GOAL OF THE EXERCISE. Transcribe the listing underneath, keeping each word exact and omitting the images.

MATERIAL TO PROCESS.
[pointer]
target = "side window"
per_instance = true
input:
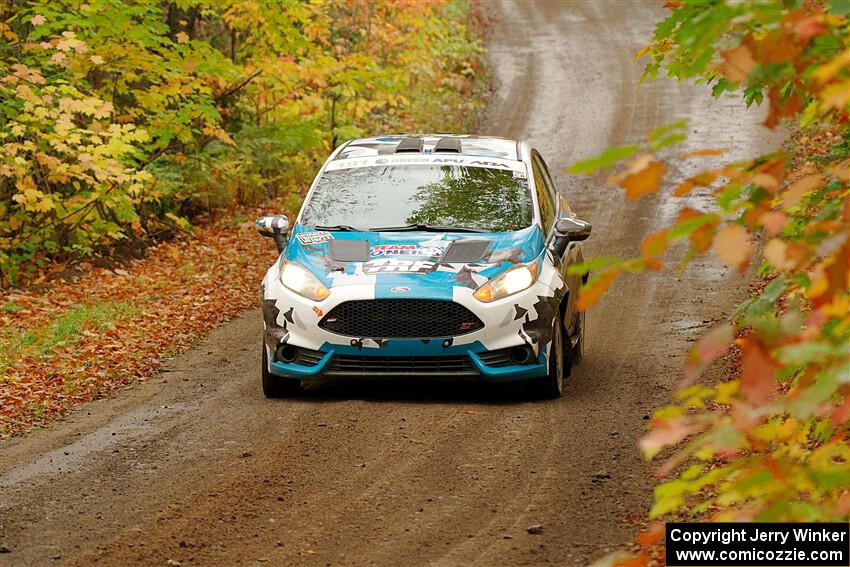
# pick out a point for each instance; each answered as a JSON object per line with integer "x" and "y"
{"x": 544, "y": 197}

OUTPUT BELOW.
[pointer]
target = "side window"
per_instance = true
input:
# pick out a point for each instance; each answered as a JSON object per line with integer "x" and "y"
{"x": 544, "y": 197}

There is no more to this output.